EXERCISE INSTRUCTIONS:
Make an exact copy, from the records below, of the lines from the line containing "parapet with a single point, one per instance." to the line containing "windshield with a single point, one per instance.", both lines included, excluding pictures.

________

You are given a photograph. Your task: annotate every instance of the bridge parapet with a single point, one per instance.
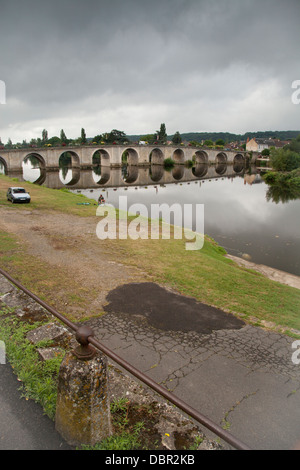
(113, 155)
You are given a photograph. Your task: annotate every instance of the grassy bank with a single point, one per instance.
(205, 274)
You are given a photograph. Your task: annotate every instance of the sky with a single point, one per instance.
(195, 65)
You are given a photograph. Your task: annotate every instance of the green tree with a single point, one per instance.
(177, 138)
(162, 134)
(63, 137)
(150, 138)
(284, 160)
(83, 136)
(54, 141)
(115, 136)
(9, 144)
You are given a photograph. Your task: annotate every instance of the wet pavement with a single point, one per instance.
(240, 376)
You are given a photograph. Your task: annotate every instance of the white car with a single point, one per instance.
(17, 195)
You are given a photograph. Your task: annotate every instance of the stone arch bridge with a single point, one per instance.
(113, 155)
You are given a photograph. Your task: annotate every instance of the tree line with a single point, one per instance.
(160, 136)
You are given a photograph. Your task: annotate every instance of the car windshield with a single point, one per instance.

________

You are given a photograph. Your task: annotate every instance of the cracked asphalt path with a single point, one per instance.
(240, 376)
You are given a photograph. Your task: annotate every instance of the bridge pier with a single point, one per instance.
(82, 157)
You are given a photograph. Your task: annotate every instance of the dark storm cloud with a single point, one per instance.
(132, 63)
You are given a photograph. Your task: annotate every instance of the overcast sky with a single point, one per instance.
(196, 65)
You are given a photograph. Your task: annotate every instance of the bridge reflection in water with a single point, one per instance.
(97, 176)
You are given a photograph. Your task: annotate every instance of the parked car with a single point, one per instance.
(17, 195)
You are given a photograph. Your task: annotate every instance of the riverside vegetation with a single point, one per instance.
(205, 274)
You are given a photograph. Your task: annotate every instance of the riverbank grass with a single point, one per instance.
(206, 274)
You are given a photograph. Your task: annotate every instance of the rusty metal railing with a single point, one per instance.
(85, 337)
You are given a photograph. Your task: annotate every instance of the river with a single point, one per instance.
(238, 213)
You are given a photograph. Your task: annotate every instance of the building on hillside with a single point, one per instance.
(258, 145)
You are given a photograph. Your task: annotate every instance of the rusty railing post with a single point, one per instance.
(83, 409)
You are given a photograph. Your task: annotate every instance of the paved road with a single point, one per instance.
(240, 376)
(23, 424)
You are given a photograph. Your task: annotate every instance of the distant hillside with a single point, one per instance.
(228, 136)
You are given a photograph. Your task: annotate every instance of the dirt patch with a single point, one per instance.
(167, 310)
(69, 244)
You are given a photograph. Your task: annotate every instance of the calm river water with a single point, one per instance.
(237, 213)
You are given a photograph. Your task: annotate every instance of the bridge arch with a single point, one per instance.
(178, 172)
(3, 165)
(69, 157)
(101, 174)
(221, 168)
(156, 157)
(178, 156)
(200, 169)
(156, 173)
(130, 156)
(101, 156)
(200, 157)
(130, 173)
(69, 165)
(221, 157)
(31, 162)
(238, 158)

________

SOLUTION TO THIS PROBLEM:
You are given a photograph. Your task: annotate every instance of the bridge parapet with a single point, one per instance.
(113, 155)
You are given a photograph. Your task: annotate every instance of the grassy bank with a single point, one per instance.
(205, 274)
You are given a photograph. Your task: annotate every instance of the sky with a single point, one per instance.
(195, 65)
You are given a photograph. Your task: annotate every instance of the green tree with a single point, one per instance.
(177, 138)
(162, 134)
(63, 137)
(150, 138)
(284, 160)
(83, 136)
(54, 141)
(115, 136)
(9, 144)
You are given a photograph. Your task: annotate every instance of the wet pavement with a single point, one per instance.
(240, 376)
You are given a photograph. Your task: annotate every instance of the white car with a single point, one per instance.
(17, 195)
You are given a photograph. Your task: annotate every instance of the stone arch bridge with a single point, one per instance.
(113, 155)
You are given a photograph. Your task: annotate every instance of the tree line with a single point, one per instance.
(160, 136)
You are given a photograph. Your task: annotate every instance of the car windshield with a single point, one per instance.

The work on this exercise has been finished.